[BEGIN]

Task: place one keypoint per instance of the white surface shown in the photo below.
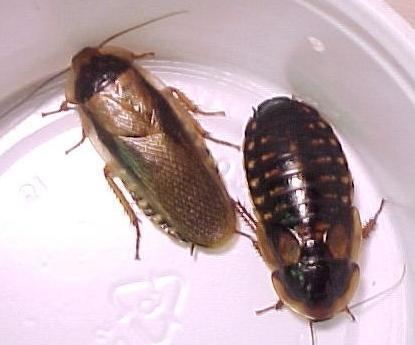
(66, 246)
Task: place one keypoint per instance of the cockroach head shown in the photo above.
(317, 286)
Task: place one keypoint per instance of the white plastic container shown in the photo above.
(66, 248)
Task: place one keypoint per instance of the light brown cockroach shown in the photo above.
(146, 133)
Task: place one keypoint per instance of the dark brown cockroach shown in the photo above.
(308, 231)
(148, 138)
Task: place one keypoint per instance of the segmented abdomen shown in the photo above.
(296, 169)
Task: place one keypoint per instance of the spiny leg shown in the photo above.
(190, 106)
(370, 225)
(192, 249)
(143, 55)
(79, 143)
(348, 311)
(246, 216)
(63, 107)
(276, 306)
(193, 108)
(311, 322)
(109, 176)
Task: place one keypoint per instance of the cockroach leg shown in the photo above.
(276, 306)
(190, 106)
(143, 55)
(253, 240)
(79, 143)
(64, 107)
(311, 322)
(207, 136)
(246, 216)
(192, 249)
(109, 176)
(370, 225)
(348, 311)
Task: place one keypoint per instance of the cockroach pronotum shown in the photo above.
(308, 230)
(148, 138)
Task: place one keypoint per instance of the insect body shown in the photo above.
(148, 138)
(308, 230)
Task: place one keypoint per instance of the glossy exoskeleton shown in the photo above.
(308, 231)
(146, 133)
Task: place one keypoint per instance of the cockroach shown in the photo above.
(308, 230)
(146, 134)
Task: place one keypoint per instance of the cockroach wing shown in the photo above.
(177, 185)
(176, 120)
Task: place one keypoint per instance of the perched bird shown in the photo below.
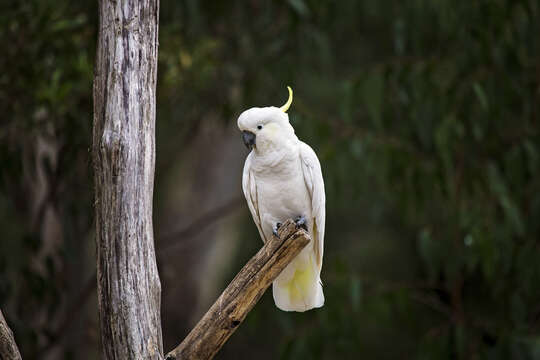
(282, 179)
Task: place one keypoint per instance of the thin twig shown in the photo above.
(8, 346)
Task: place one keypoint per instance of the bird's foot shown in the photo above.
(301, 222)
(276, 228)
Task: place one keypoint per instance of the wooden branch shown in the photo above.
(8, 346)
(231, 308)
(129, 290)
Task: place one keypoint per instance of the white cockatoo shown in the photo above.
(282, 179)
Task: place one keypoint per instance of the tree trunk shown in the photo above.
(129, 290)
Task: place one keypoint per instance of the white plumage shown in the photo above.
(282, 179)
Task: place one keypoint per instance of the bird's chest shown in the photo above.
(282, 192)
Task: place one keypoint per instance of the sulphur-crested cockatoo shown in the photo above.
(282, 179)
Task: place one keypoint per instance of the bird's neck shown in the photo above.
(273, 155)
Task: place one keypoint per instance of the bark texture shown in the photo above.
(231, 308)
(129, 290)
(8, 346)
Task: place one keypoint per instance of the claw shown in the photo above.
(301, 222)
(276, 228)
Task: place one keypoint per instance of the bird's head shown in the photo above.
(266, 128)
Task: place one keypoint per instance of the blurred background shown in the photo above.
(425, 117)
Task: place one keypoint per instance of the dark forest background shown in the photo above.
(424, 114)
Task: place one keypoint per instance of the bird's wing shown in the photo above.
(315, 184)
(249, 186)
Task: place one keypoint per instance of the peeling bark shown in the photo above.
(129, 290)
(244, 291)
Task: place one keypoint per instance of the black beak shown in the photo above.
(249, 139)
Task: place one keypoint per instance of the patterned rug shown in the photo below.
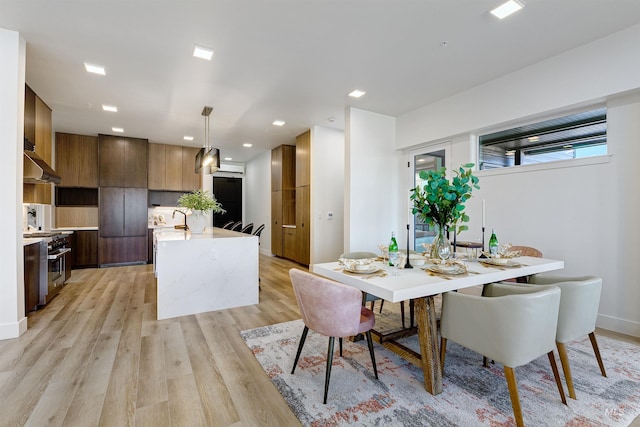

[END]

Exercise goal ▸
Repeat all of the rows above word for word, leaving the pictures out.

Result ▸
Task: place one keypoint per instance of the white surface shown in the photo below.
(66, 246)
Task: place one keypoint per instance of the cockroach head shown in the photo above.
(317, 286)
Task: place one keypoint per instance of the white plastic container shown in the photo above.
(66, 248)
Task: place one keypoint per instance of the light brown cockroach shown in the photo above.
(146, 133)
Task: place one keypoint per instance of the dark brown cockroach shown in the photo above.
(308, 231)
(148, 138)
Task: place one keypoint per instance of the segmented abdomen shown in the photo above.
(296, 169)
Task: place one keypoint per instance of the spiny leg shown in the photo above.
(190, 106)
(370, 225)
(192, 249)
(143, 55)
(79, 143)
(348, 311)
(246, 216)
(63, 107)
(276, 306)
(193, 108)
(311, 322)
(109, 176)
Task: place one keypoint per instance of the cockroach leg shown in the photo above.
(276, 306)
(190, 106)
(143, 55)
(253, 240)
(79, 143)
(64, 107)
(311, 322)
(207, 136)
(246, 216)
(192, 249)
(109, 176)
(370, 225)
(348, 311)
Task: place one keypoint per instance of the cockroach pronotum shown in the photo above.
(308, 230)
(148, 138)
Task: place one keypoint per instance of the insect body shown in the photo above.
(148, 138)
(308, 230)
Task: place one keypoint per instance of the glossy exoskeleton shown in the photo above.
(308, 231)
(146, 133)
Task: place one keypoint per instance of the cockroach shown in the photo above.
(308, 230)
(146, 134)
Task: place one keypoint per instance of the cockroach wing shown in the photo above.
(177, 185)
(176, 120)
Task: place one keypoint per instance of the perched bird shown in the photo below.
(282, 179)
Task: place one keypoint per instance of the thin twig shown in the photo above.
(8, 346)
Task: place one keypoint per instance of the bird's foot shown in the photo above.
(301, 222)
(276, 228)
Task: place one keypoint per instance of the wooden branch shown in the photo above.
(8, 346)
(231, 308)
(129, 290)
Task: place one keypoint per instance of the white cockatoo shown in the photo above.
(282, 179)
Task: place one keypoint per instance of the tree trunk shown in the photo above.
(129, 290)
Task: place one keypoint per instance of the white plumage shown in the photo above.
(282, 179)
Task: place one keypoint per instance of the bird's chest shown in the photo above.
(282, 192)
Task: place one keypoint per instance of the sulphur-crested cockatoo shown in the photo above.
(282, 179)
Task: place one keypoint per instance of the bird's neck shown in the photo above.
(273, 155)
Task: place one keypoint per instance of the bark texture shown in the photo above.
(231, 308)
(129, 290)
(8, 346)
Task: place one keypoint per instance of the claw shown in the photo above.
(301, 222)
(276, 228)
Task: place one keypoint per instance of the bird's head shown in the photo above.
(266, 128)
Task: place one keypoint per instance of the blurred background shown in the photo above.
(425, 117)
Task: place one keypoint per instance of the dark forest background shown in the photo above.
(424, 114)
Task: place one keypoint per instance of the bird's wing shown in the photo above.
(315, 184)
(249, 186)
Task: place one keypoint per instance of the peeling bark shown in the photo above.
(129, 290)
(244, 291)
Task: place one keypoint per instance of the black beak shown in the photo above.
(249, 139)
Task: place one keypoint per instance of the patterned rug shown in the photo below.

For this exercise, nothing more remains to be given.